# Source document

§ §

Liquidity and Capital Resources
Cash Flows. We believe that cash flows from operations will continue to provide adequate capital to fund our operating and administrative expenses, regular debt service obligations and all dividend payments in accordance with applicable REIT requirements in both the short-term and long-term, however, our cash flow from operations may be negatively affected in the near term if we experience tenant defaults as a result of the effects of the current economic condition. In addition, we anticipate that cash on hand, borrowings under our unsecured revolving credit facility, capital recycling proceeds, issuances of equity, mortgage proceeds and other debt, as well as other available alternatives, will provide the necessary capital required by our business.
At September 30, 2022, our property owner subsidiaries do not have mortgage maturities with balloon payments due until 2031. In addition, certain of our subsidiaries are obligated to fund the construction of our development projects and we sometimes guaranty these obligations. We believe our property owner subsidiaries have sufficient sources of liquidity to meet these obligations through future cash flows from operations, the credit markets and, if determined appropriate by us, a capital contribution from us from either cash on hand ($29.4 million at September 30, 2022), property sale proceeds, borrowing capacity under our unsecured revolving credit facility ($470.0 million at September 30, 2022, subject to covenant compliance), unsettled forward common share sale contracts, and future cash flows from operations.

§ §

# Directions
1. In the liquidity and capital resources passage, until what year do the property owner subsidiaries have no mortgage maturities with balloon payments due?
2. Continue the liquidity and capital resources passage from its last sentence.

§ §

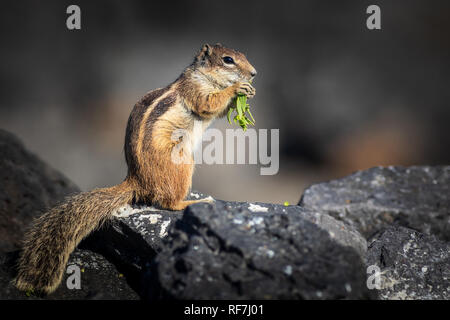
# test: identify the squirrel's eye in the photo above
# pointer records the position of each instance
(228, 60)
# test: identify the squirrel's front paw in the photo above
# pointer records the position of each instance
(245, 88)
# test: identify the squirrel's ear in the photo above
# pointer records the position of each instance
(204, 52)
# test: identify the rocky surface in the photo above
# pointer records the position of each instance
(99, 280)
(27, 187)
(254, 251)
(134, 237)
(370, 200)
(412, 265)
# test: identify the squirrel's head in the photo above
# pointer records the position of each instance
(223, 66)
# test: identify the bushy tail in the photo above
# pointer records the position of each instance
(54, 235)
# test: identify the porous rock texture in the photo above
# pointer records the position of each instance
(370, 200)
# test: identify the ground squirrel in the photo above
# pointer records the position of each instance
(204, 91)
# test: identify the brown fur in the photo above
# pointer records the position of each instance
(203, 92)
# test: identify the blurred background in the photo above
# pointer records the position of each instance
(344, 97)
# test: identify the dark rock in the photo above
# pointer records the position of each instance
(370, 200)
(99, 279)
(27, 187)
(258, 251)
(134, 237)
(412, 265)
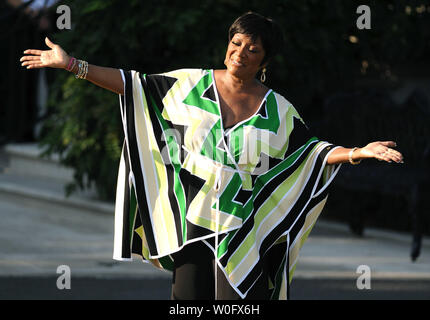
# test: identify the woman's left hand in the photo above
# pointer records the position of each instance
(381, 150)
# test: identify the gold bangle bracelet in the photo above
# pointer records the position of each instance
(350, 157)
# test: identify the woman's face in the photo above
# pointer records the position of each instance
(243, 58)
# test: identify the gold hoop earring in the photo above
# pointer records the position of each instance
(263, 75)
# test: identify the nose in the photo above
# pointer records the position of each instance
(242, 51)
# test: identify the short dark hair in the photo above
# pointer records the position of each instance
(255, 25)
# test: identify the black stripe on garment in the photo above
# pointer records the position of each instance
(290, 220)
(126, 240)
(277, 232)
(135, 165)
(163, 147)
(298, 226)
(264, 194)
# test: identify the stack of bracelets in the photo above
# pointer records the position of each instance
(82, 68)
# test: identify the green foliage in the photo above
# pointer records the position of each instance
(155, 36)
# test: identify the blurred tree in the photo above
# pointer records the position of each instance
(324, 53)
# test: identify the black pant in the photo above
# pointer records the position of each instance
(194, 277)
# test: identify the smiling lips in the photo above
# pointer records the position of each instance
(237, 63)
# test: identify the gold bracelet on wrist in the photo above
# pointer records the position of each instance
(82, 70)
(350, 157)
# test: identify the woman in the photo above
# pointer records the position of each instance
(219, 180)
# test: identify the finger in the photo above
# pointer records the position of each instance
(49, 43)
(389, 143)
(29, 58)
(33, 51)
(35, 66)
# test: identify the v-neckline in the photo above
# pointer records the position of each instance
(233, 127)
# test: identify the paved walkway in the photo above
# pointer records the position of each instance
(37, 236)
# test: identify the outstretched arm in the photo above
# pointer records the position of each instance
(378, 150)
(56, 57)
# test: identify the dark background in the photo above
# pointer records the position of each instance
(351, 86)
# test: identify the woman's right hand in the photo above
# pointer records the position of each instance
(56, 57)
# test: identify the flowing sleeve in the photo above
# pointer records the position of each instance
(284, 202)
(149, 207)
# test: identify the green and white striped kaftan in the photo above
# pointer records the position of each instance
(255, 189)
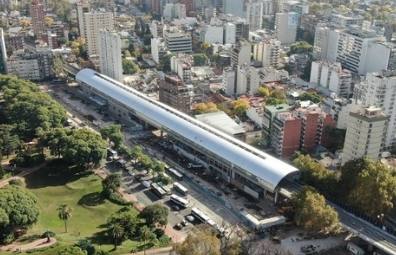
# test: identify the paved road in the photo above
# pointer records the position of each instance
(367, 231)
(364, 229)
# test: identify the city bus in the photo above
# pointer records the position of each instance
(158, 190)
(200, 215)
(180, 188)
(179, 201)
(175, 173)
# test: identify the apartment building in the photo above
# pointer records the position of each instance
(178, 42)
(286, 134)
(110, 54)
(267, 52)
(286, 27)
(379, 89)
(173, 92)
(365, 134)
(94, 22)
(332, 77)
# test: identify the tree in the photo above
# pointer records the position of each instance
(27, 109)
(374, 191)
(116, 231)
(18, 210)
(313, 214)
(64, 213)
(87, 246)
(84, 147)
(49, 21)
(111, 184)
(146, 235)
(316, 175)
(113, 133)
(9, 142)
(201, 242)
(71, 250)
(263, 91)
(155, 214)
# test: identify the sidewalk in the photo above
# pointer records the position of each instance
(157, 251)
(22, 174)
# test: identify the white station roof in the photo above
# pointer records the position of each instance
(266, 170)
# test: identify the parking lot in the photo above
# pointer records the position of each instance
(84, 115)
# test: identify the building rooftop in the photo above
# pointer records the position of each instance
(221, 121)
(262, 168)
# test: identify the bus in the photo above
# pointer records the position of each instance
(179, 201)
(158, 190)
(175, 173)
(180, 188)
(200, 215)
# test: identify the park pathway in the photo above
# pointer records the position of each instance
(23, 173)
(36, 244)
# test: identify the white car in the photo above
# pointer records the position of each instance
(146, 184)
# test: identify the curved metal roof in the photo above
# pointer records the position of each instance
(268, 171)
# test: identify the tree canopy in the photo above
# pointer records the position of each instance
(28, 109)
(19, 209)
(313, 214)
(373, 188)
(201, 242)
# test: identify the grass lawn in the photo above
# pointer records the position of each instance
(82, 193)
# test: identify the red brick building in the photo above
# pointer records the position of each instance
(300, 129)
(286, 134)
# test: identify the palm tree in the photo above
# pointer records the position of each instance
(116, 231)
(64, 213)
(146, 234)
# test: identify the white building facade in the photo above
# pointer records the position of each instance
(110, 54)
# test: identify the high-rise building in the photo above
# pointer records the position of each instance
(229, 33)
(214, 33)
(241, 53)
(247, 80)
(379, 89)
(314, 121)
(94, 22)
(267, 52)
(37, 13)
(365, 134)
(268, 7)
(254, 15)
(110, 54)
(177, 41)
(357, 50)
(189, 5)
(286, 27)
(82, 7)
(174, 11)
(173, 92)
(286, 134)
(3, 53)
(362, 52)
(234, 7)
(332, 77)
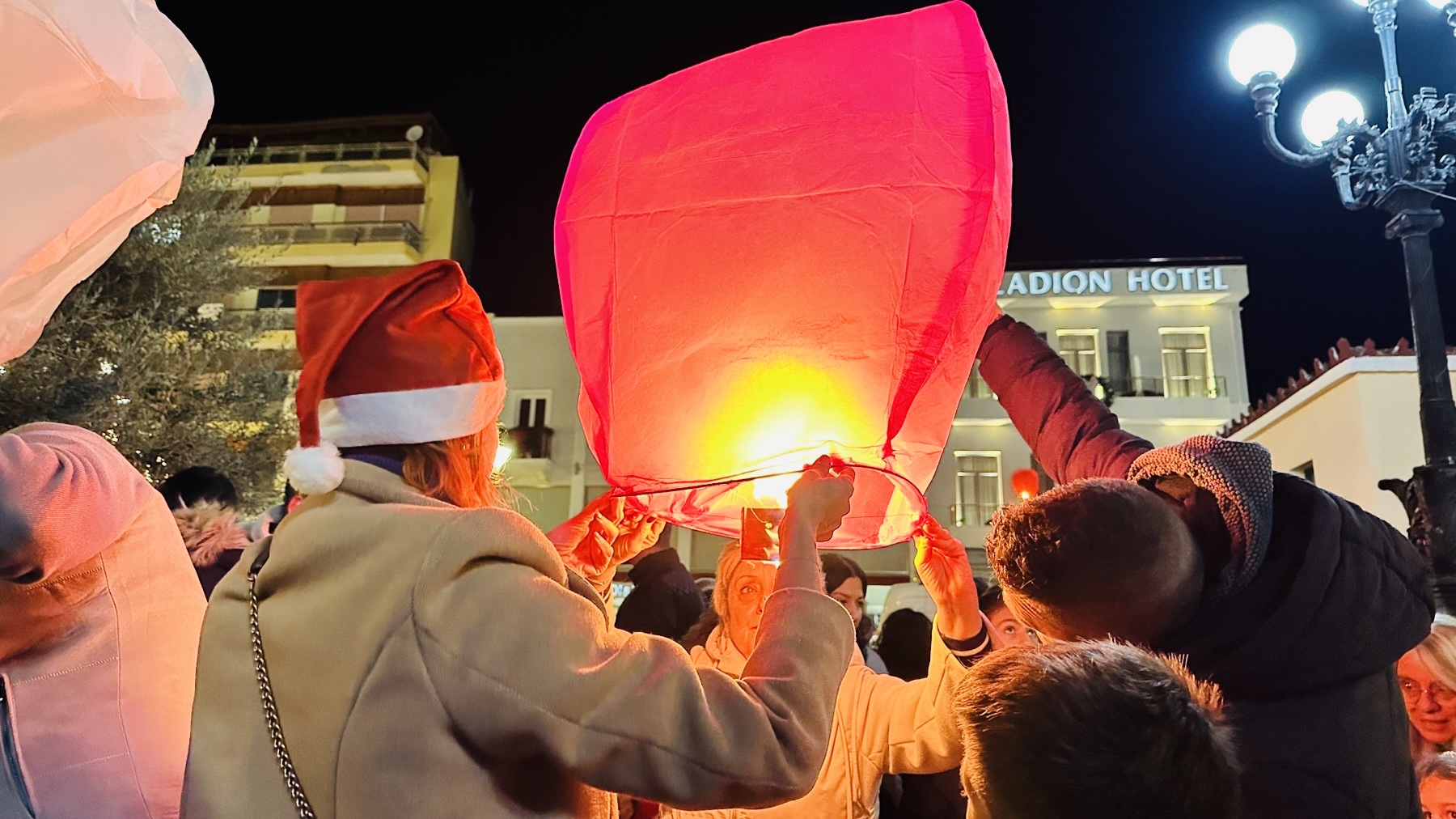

§ §

# Results by task
1. 2031

2.
Cash flows from operations were $154.1 million for the nine months ended September 30, 2022 as compared to $167.4 million for the nine months ended September 30, 2021. The decrease was primarily related to property sales and a decrease in termination fee income, partially offset by the impact of cash flow generated from acquiring properties. The underlying drivers that impact our working capital, and therefore cash flows from operations, are the timing of collection of rents, including reimbursements from tenants, payment of interest on mortgage debt and payment of operating and general and administrative costs. We believe the net-lease structure of the leases encumbering a majority of the properties in which we have an interest mitigates the risks of the timing of cash flows from operations since the payment and timing of operating costs related to the properties are generally borne directly by the tenant. The collection and timing of tenant rents are closely monitored by management as part of our cash management program.
Net cash used in investing activities totaled $208.2 million and $344.1 million during the nine months ended September 30, 2022 and 2021, respectively. Cash used in investing activities related primarily to acquisitions of real estate, investments in real estate under construction, capital expenditures, lease costs, investments in non-consolidated entities and changes in real estate deposits, net. Cash provided by investing activities primarily related to net proceeds received from the disposition of real estate and distributions from non-consolidated entities.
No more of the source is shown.